* What is asked
Rewrite the lines of data below as a Markdown table with the columns Row and Line, numbering each line and omitting blank lines.

○ ○ ○ ○ ○

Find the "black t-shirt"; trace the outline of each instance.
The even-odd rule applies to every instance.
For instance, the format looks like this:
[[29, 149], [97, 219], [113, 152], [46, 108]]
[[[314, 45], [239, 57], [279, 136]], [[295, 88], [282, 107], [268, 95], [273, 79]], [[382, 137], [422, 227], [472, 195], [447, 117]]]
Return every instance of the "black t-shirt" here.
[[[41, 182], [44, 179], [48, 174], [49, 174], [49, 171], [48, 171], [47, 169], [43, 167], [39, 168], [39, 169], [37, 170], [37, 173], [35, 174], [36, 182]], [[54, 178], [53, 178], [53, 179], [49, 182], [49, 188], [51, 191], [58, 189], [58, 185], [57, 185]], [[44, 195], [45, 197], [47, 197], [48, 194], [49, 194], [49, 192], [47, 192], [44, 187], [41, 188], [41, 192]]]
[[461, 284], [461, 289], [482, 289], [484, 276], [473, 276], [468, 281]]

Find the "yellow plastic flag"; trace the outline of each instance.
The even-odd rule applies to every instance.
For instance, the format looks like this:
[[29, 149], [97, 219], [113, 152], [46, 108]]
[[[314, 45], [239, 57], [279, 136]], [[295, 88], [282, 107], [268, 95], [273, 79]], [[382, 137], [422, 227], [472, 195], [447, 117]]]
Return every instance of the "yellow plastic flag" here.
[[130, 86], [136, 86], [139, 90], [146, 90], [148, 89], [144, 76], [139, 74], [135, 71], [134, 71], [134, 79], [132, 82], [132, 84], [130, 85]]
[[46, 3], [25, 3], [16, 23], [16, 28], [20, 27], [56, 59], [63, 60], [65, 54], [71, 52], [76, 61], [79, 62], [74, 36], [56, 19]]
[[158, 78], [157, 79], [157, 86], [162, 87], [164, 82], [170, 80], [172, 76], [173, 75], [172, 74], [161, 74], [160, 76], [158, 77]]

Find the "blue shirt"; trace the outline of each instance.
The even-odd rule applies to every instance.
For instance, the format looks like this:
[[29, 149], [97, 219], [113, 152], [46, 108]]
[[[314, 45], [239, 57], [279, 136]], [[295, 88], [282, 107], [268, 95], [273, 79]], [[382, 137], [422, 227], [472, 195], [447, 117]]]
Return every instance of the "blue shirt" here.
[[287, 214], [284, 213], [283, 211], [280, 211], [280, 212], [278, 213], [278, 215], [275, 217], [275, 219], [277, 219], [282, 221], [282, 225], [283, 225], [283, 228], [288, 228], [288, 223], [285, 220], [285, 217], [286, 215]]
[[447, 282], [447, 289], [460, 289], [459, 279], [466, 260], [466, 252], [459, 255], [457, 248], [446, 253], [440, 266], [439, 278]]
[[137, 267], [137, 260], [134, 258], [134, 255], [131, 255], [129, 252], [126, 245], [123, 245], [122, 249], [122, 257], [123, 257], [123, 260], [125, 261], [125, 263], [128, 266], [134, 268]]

○ ○ ○ ○ ○

* Full solution
| Row | Line |
|---|---|
| 1 | Find the "black t-shirt"; trace the outline of each instance. |
| 2 | The even-odd rule applies to every instance. |
| 3 | For instance, the format looks like this: |
| 4 | [[29, 149], [97, 219], [113, 152], [46, 108]] |
| 5 | [[[314, 45], [239, 57], [279, 136]], [[295, 88], [282, 107], [268, 95], [273, 79]], [[382, 137], [422, 227], [472, 195], [447, 117]]] |
| 6 | Return every instance of the "black t-shirt" here. |
| 7 | [[[41, 182], [44, 179], [48, 174], [49, 174], [49, 171], [48, 171], [47, 169], [43, 167], [39, 168], [39, 169], [37, 170], [37, 173], [35, 174], [36, 182]], [[54, 178], [53, 178], [53, 179], [49, 182], [49, 188], [51, 191], [58, 189], [58, 185], [57, 185]], [[44, 195], [45, 197], [47, 197], [48, 194], [49, 194], [49, 192], [47, 192], [44, 187], [41, 188], [41, 192]]] |
| 8 | [[461, 284], [461, 289], [482, 289], [484, 276], [473, 276], [468, 281]] |
| 9 | Find the "yellow plastic flag"; trace the outline of each instance. |
| 10 | The even-odd rule applies to every instance. |
| 11 | For instance, the format looks like this: |
| 12 | [[29, 149], [97, 219], [113, 152], [46, 108]] |
| 13 | [[[314, 45], [239, 57], [279, 136]], [[295, 88], [282, 107], [268, 95], [273, 79]], [[382, 137], [422, 227], [472, 195], [447, 117]]] |
| 14 | Return every instance of the "yellow plastic flag" here. |
| 15 | [[130, 86], [136, 86], [139, 90], [146, 90], [148, 89], [144, 76], [139, 74], [135, 71], [134, 71], [134, 79], [132, 82], [132, 84], [130, 85]] |
| 16 | [[46, 3], [25, 3], [16, 23], [16, 28], [20, 27], [56, 59], [63, 60], [65, 54], [71, 52], [76, 61], [79, 62], [74, 36], [56, 19]] |
| 17 | [[158, 78], [157, 79], [157, 86], [162, 87], [164, 82], [170, 80], [172, 76], [173, 75], [172, 74], [161, 74], [160, 76], [158, 77]] |
| 18 | Find the "blue shirt"; trace the outline of each instance. |
| 19 | The even-odd rule applies to every instance. |
| 20 | For instance, the format looks like this: |
| 21 | [[29, 149], [97, 219], [113, 152], [46, 108]] |
| 22 | [[[314, 45], [239, 57], [279, 136]], [[295, 88], [282, 107], [268, 95], [273, 79]], [[382, 137], [422, 227], [472, 195], [447, 117]]] |
| 23 | Return every instance of the "blue shirt" here. |
| 24 | [[287, 214], [284, 213], [283, 211], [280, 211], [280, 212], [278, 213], [278, 215], [275, 217], [275, 219], [277, 219], [282, 221], [282, 225], [283, 225], [283, 228], [288, 228], [288, 223], [285, 220], [285, 217], [286, 215]] |
| 25 | [[447, 282], [447, 289], [460, 289], [459, 279], [466, 260], [466, 252], [459, 255], [457, 248], [446, 253], [440, 266], [439, 278]] |
| 26 | [[137, 267], [137, 260], [134, 258], [134, 255], [131, 255], [129, 252], [126, 245], [123, 245], [122, 249], [122, 257], [123, 257], [123, 260], [125, 261], [125, 263], [128, 266], [134, 268]] |